*** Extracted text Section Begins ***
Hiroshima and The Children’s Peace Monument

Hiroshima and The Children’s Peace Monument

Symbolized by a thousand crane birds and a young girl in the city of Hiroshima, Japan, the Children’s Peace Monument symbolizes the horrific marks of a world war, the resistance to suffering, and the trauma experienced.

Children’s Peace Monument is a monument erected in memory of thousands of children and Sadako Sasaki, who died as a result of an atomic bomb attack on Hiroshima.

On the morning of August 6, 1945, the US bomber Enola Gay dropped the first atomic bomb of history on Hiroshima, nicknamed Little Boy. The 2-year-old girl Sadako Sasaki survived the bombing. However, 10 years later, the effect of the nuclear bomb was cancer. She was hospitalized. Sadako, who believed she would recover if she’d made 1000 origami crane figures according to an old Japanese belief, talked to each figure she had made, “I will write peace on your wings, so you can fly all over the world.” However, the life of Sadako was not long enough to complete building 1000 cranes. She died when she was done making 644 crane birds. The remaining 356 birds were completed by her friends and all the birds were buried with her.

Not only Japan, but the whole world was affected by Sadako’s story. Local artist Kazuo Kikuchi and Kiyoshi Ikebe designed the monument, and the monument was materialized by the fundraiser organized by Japanese students including Sadako’s friends. It was opened with the title “Atomic Bomb Children Statue” on May 5, 1958.

Sadako who stands on top the statue holding a crane bird in her hands was immortalized. The surroundings of the statue are filled with crane models sent from all over the world every day. These models express the common wish of the children, who sent them from around the world and who visited the statue, which is a world where no wars exist. A bronze crane bird takes place underneath the main structure. A pleasant chime sound is heard when this bronze bird is pushed towards the peace bell. These two pieces were donated by the Nobel prize winner physicist Hideki Yukawa.
*** Extracted text Section Ends ***
*** Records shown Section Begins ***
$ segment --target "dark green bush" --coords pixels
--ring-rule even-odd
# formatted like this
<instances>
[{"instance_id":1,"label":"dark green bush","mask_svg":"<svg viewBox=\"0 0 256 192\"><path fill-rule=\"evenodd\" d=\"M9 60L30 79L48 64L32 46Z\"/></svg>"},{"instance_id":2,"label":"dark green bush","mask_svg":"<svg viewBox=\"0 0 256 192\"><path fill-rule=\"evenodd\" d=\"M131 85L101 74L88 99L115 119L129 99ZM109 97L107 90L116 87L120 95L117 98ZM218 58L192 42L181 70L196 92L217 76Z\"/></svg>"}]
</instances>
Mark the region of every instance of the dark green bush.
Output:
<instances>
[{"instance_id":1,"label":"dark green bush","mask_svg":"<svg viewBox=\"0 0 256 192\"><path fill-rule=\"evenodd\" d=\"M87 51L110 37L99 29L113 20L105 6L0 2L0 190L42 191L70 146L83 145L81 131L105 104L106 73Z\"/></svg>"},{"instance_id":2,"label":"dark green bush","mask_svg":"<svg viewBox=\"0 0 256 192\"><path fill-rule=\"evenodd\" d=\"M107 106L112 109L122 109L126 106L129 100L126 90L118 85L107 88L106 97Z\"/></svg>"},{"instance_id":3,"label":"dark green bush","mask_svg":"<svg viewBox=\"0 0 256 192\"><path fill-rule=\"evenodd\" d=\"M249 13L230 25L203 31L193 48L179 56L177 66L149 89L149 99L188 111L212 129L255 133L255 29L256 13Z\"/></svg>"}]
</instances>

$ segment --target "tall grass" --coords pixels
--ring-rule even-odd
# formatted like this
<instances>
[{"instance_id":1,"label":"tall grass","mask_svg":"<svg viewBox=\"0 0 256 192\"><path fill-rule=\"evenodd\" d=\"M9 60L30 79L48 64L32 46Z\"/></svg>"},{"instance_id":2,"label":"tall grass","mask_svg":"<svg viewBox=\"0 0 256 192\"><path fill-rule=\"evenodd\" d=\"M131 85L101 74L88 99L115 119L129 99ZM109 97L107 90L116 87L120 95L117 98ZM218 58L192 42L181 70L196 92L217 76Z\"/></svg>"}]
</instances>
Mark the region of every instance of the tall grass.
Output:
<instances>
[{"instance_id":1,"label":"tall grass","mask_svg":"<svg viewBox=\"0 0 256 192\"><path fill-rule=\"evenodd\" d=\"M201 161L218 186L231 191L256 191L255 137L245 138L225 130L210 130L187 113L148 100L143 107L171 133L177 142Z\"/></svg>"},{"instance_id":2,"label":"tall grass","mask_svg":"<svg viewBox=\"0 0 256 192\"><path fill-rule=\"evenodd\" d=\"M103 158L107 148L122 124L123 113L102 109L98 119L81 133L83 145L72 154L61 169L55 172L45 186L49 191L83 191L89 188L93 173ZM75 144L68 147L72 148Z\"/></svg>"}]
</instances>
*** Records shown Section Ends ***
*** Records shown Section Begins ***
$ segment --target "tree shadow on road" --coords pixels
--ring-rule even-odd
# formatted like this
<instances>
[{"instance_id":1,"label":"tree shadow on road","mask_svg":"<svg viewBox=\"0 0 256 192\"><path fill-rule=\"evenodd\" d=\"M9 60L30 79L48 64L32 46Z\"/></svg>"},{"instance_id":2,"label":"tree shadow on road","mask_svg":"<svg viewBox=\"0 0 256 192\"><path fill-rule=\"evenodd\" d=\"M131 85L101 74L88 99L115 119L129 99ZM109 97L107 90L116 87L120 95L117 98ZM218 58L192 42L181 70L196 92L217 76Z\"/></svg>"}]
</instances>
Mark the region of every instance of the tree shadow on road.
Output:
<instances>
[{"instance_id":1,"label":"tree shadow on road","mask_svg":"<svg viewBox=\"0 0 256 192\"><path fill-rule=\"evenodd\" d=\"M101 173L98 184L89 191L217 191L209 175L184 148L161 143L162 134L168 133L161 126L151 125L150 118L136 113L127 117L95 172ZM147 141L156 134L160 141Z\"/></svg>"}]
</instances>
*** Records shown Section Ends ***
◆ **Assigned task 1**
Answer these questions from the text about the Children's Peace Monument:
(a) How many crane birds had Sadako made when she died?
(b) On what date was the monument opened?
(c) Which two people designed the monument?
◆ **Assigned task 2**
From the text about the Children's Peace Monument, write out the part that opens with the words containing "Sadako who stands" and closes with "physicist Hideki Yukawa.", substituting "brass" for "bronze" throughout.
◆ **Assigned task 3**
List every person named in the text about the Children's Peace Monument.
The entries above are separate material and stand apart from the text about the Children's Peace Monument.

◆ **Written reply 1**
(a) 644
(b) May 5, 1958
(c) Kazuo Kikuchi and Kiyoshi Ikebe

◆ **Written reply 2**
Sadako who stands on top the statue holding a crane bird in her hands was immortalized. The surroundings of the statue are filled with crane models sent from all over the world every day. These models express the common wish of the children, who sent them from around the world and who visited the statue, which is a world where no wars exist. A brass crane bird takes place underneath the main structure. A pleasant chime sound is heard when this brass bird is pushed towards the peace bell. These two pieces were donated by the Nobel prize winner physicist Hideki Yukawa.

◆ **Written reply 3**
Sadako Sasaki, Kazuo Kikuchi, Kiyoshi Ikebe, Hideki Yukawa